-- start of Records for the exercise --

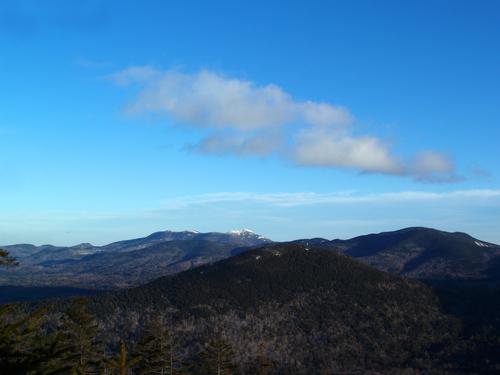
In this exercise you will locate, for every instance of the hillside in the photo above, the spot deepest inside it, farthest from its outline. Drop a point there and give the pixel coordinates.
(124, 263)
(313, 311)
(422, 253)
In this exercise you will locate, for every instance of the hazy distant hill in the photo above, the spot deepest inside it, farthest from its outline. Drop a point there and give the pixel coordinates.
(124, 263)
(422, 253)
(312, 311)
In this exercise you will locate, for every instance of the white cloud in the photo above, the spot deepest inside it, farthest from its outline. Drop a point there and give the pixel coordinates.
(244, 118)
(208, 99)
(224, 144)
(431, 166)
(321, 148)
(346, 197)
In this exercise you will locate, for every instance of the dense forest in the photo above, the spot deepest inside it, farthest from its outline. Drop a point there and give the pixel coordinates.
(280, 309)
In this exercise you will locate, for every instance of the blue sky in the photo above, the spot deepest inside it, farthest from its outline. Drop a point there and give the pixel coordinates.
(294, 119)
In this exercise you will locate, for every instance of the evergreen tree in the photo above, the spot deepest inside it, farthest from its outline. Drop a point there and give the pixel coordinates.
(157, 350)
(22, 350)
(264, 364)
(121, 364)
(6, 259)
(80, 332)
(216, 358)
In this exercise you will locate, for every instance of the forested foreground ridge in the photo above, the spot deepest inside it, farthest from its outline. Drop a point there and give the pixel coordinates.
(280, 309)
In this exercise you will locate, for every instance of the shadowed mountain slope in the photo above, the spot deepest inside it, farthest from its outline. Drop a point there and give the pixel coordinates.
(422, 253)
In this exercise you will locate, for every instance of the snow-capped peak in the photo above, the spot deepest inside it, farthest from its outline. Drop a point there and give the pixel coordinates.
(241, 232)
(481, 244)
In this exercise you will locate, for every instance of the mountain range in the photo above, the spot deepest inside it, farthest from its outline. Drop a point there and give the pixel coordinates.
(124, 263)
(311, 311)
(311, 306)
(419, 253)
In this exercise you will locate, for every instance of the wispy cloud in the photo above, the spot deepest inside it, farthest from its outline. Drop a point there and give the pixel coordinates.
(311, 198)
(249, 119)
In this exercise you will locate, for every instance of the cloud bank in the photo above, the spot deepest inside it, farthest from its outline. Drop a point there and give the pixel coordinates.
(244, 118)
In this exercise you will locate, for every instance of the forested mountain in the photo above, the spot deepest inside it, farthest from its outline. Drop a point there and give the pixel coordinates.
(311, 311)
(422, 253)
(124, 263)
(286, 308)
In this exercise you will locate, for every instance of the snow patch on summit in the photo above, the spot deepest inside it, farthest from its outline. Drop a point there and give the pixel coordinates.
(481, 244)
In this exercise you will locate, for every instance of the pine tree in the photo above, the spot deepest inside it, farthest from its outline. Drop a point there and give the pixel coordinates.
(24, 346)
(216, 358)
(6, 259)
(264, 364)
(121, 364)
(80, 332)
(157, 350)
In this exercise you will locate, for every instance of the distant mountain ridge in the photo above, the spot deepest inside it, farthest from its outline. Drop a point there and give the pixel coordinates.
(327, 311)
(422, 253)
(123, 263)
(417, 252)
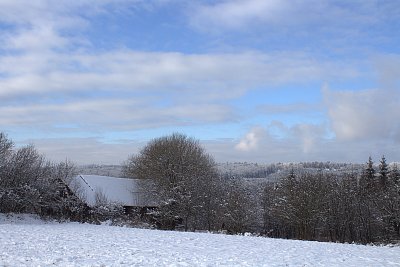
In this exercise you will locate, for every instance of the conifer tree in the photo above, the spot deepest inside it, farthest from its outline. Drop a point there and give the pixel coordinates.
(383, 173)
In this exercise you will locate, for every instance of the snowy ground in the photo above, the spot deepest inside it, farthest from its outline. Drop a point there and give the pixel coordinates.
(30, 242)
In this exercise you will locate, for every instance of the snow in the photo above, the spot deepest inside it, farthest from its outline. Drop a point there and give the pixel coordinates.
(127, 192)
(72, 244)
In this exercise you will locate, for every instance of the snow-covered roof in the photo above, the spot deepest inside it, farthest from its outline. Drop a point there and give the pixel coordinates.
(93, 189)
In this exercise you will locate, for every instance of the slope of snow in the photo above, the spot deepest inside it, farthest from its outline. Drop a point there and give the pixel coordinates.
(73, 244)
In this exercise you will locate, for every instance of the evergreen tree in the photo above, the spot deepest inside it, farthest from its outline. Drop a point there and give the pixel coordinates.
(383, 173)
(368, 176)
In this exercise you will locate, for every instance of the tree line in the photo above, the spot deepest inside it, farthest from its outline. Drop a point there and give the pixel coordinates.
(347, 207)
(31, 184)
(193, 195)
(325, 206)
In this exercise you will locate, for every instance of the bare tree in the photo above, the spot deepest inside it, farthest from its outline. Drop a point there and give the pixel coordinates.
(182, 172)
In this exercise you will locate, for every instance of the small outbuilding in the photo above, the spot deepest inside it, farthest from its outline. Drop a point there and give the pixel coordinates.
(129, 193)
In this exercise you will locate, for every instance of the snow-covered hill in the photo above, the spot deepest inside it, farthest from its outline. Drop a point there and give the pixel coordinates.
(71, 244)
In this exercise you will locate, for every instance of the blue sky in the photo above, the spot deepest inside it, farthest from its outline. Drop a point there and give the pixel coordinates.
(253, 80)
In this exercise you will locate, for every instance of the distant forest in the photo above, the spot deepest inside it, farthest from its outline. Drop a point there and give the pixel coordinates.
(324, 201)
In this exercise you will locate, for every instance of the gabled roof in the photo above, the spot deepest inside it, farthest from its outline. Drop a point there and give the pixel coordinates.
(123, 191)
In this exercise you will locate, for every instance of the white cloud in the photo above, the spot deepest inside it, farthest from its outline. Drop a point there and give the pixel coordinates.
(251, 141)
(237, 13)
(367, 114)
(325, 15)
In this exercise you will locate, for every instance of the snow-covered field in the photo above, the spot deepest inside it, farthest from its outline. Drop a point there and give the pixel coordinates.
(31, 242)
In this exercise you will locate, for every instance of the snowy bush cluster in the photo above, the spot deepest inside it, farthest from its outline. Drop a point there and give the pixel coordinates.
(310, 201)
(30, 184)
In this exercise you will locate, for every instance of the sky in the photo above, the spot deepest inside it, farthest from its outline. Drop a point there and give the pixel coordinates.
(262, 81)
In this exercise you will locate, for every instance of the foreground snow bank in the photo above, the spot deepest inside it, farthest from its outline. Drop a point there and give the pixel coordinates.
(73, 244)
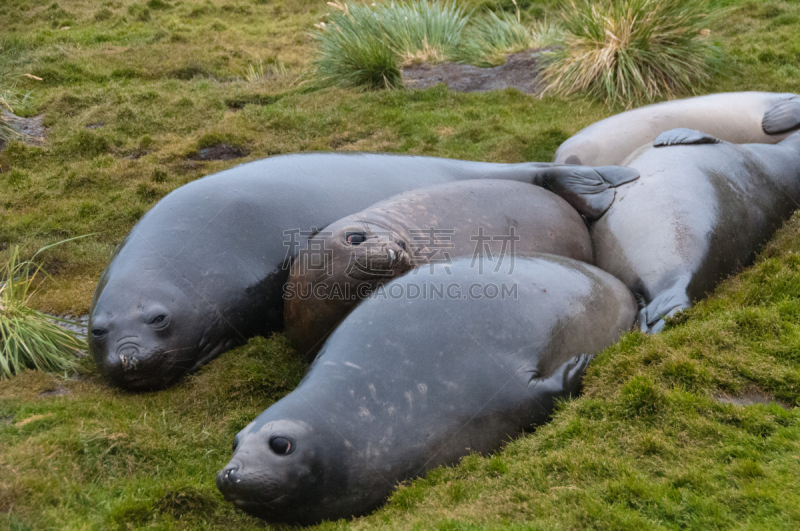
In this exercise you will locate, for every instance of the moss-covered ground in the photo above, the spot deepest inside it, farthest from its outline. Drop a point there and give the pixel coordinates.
(134, 92)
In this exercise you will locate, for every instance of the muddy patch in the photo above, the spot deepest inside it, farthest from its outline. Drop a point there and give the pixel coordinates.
(58, 391)
(749, 398)
(520, 71)
(219, 152)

-- end of Records for the exercise --

> [What you should do] Pictures are excluded; copy all other data exactly as shown.

> [Solution below]
In this exercise you will locate, for every instance of the hillside in the photo above, the spot deepest inside it, farthest from its outline. Drop a point there and give the pixel coordinates.
(124, 263)
(313, 311)
(422, 253)
In this exercise you will locate, for every instance of the hazy distant hill in the photo above, the spot deepest inside it, farthest from its outline. Drop a point there and give the pixel coordinates.
(124, 263)
(422, 253)
(312, 311)
In this exercise you will locate, for every instance of the white cloud in the photo above, the spot deepest inside it, farthest from its outline. Drop a point there and give the pixel coordinates.
(244, 118)
(208, 99)
(224, 144)
(431, 166)
(321, 148)
(346, 197)
In this exercise you will locate, for every instance of the dense forest in the photo above, the spot deepest inside it, farthest from its outline. Drop a point there and give the pixel coordinates.
(280, 309)
In this exercise you will locate, for every instance of the blue sky in the photo above, the spot deepest inside it, farthest from its outline. Drop a point there and give the pixel coordinates.
(294, 119)
In this exercise you will locate, for every instance of the evergreen tree in the photo above, the spot deepest inside it, farthest from its outline. Drop a point there and give the pixel coordinates.
(157, 350)
(22, 350)
(264, 364)
(121, 364)
(6, 259)
(80, 332)
(216, 358)
In this exercise you will locate, for every instance of the forested foreground ridge in the photo above, the spot deepest inside it, farthest from its outline. Drop a point there and give the pixel coordinates.
(280, 309)
In this exercise you will locate, for every instance of the shadowed mountain slope in the photo above, the spot deepest inside it, farthest from its outline. Drop a point there and give the pixel coordinates.
(422, 253)
In this exercise you will locate, for every instance of the snow-capped peak in the photo above, the spot deepest inside it, farthest from its outline. Drop a point there and give the pixel coordinates.
(241, 232)
(481, 244)
In this exercise you will locate, for every instance of the mountain range in the photo above, the spot deepest inside it, farthest from its outline. Drop a point there and give the pixel coordinates.
(124, 263)
(311, 311)
(311, 306)
(419, 253)
In this exercise you will locate, for every instance of the wispy cloud in the photo above, the spot deepest inside it, farthest from its outline. Drop a point there and give the pixel coordinates.
(311, 198)
(249, 119)
In this exercise you will locate, for every instance of the cloud bank in the photo above, the spot deepest inside it, farthest from its outline. Drop a point there and give the pixel coordinates.
(244, 118)
In this exercise you will locate, for every instance of the forested mountain in the photo above, the spot deepest inside it, farthest from its outline. Drop a point there and give the pixel coordinates.
(311, 311)
(422, 253)
(124, 263)
(286, 308)
In this exercise you will locate, for every instance of the snow patch on summit in the photo above, the spot deepest inside it, farthest from its outline. Drop a point there and give the pixel coordinates.
(481, 244)
In this exercise you will locate, for every instance of the pine tree in the photo above, the spot deepest inside it, farthest from its outline. Drop a point there and give the pixel coordinates.
(24, 346)
(216, 358)
(6, 259)
(264, 364)
(121, 364)
(80, 332)
(157, 350)
In this exercise you will locate, for every instance of the distant mountain ridge in the photo above, the spot deepest inside it, farthest from its outline. Drop a point there and give the pixel coordinates.
(327, 311)
(422, 253)
(123, 263)
(417, 252)
In this exercise you will locate, for every instance of the conifer tree in the photo above, the spot deepest inside it, farthest from its outline. Drop a point there and give the pixel coordinates.
(383, 173)
In this exercise you will locate, for every instance of the snowy ground in the photo above, the spot deepest inside it, farthest from its outline. Drop a point there and give the pixel coordinates.
(30, 242)
In this exercise you will locate, for every instance of the snow in the photo above, the spot deepest inside it, farthest from its outline. Drop a point there and give the pixel coordinates.
(127, 192)
(72, 244)
In this exercise you will locate, for every instance of the snow-covered roof in the photo above, the spot deepest inside it, farthest from its outline. Drop a point there and give the pixel coordinates.
(93, 189)
In this exercise you will locate, for every instance of the slope of snow in the photo above, the spot deepest inside it, farthest from its outline. Drop a point there and give the pixel coordinates.
(73, 244)
In this exercise you will locate, for every instance of the evergreen tree in the photo above, the spot deepest inside it, farthest from its outline. Drop a point there and give the pixel coordinates.
(383, 173)
(368, 176)
In this exercise you will locate, for every instance of the tree line in the photo above, the spot deepest inside it, farthest from its outline. Drop a point there and give the pixel coordinates.
(347, 207)
(31, 184)
(193, 195)
(325, 206)
In this exercise you will locate, for every instance of the bare tree in the photo above, the spot deepest inside it, farthest from its outline. Drop a point there and give the pixel coordinates.
(182, 172)
In this exercise you will locate, for every instance of the small outbuilding in the photo above, the spot deepest inside it, farthest from its outline. Drop a point there and give the pixel coordinates.
(129, 193)
In this exercise you will locate, for every instance of the snow-covered hill in the photo above, the spot deepest inside it, farthest from its outline. Drop a point there and give the pixel coordinates.
(71, 244)
In this exercise you will locate, for every instance of the blue sky in the photo above, the spot deepest inside it, farthest from its outline. Drop a point there and give the pixel coordinates.
(253, 80)
In this exercise you will locate, for every instance of the distant forest in the photo above, the spot deepest inside it, farthest from its outline. Drop a point there and give the pixel coordinates.
(324, 201)
In this exercise you will locate, for every instance of the gabled roof in the photo above, the spot deepest inside it, farthest from its outline. Drop a point there and give the pixel coordinates.
(123, 191)
In this exercise you will locate, for every instance of the white cloud in the photo above, the spot deepest inside it, farthest from its outline. Drop a point there and give the pixel coordinates.
(251, 141)
(237, 13)
(367, 114)
(325, 15)
In this exercise you will locate, for every instance of the snow-covered field in the photo above, the spot deepest inside it, farthest from its outline. Drop a point there and give the pixel coordinates.
(31, 242)
In this exercise you will locate, for every instance of the snowy bush cluster in the photo above, the spot deepest inside it, farthest from its outline. Drop a point there and give the pixel coordinates.
(310, 201)
(30, 184)
In this exercise you will locate, for every instance of the sky in the photo above, the spot deepest inside it, farthest from its outline. Drop a point there and give the pixel coordinates.
(262, 81)
In this exercise you will locate, for every instance of the foreground snow bank in the photo above, the spot deepest inside it, farthest from its outline. Drop a point there and give the pixel coordinates.
(73, 244)
In this exercise you will locate, for every instance of the moss-covered ground in the photo above, the spot deepest inside it, farthest from its outline. Drop a point there and give the pixel coordinates.
(134, 92)
In this exercise you will locate, for every instance of the muddy patch in the photo above, the spot deepest inside it, farthest from its outline. Drop a point there and give the pixel coordinates.
(58, 391)
(749, 398)
(520, 71)
(219, 152)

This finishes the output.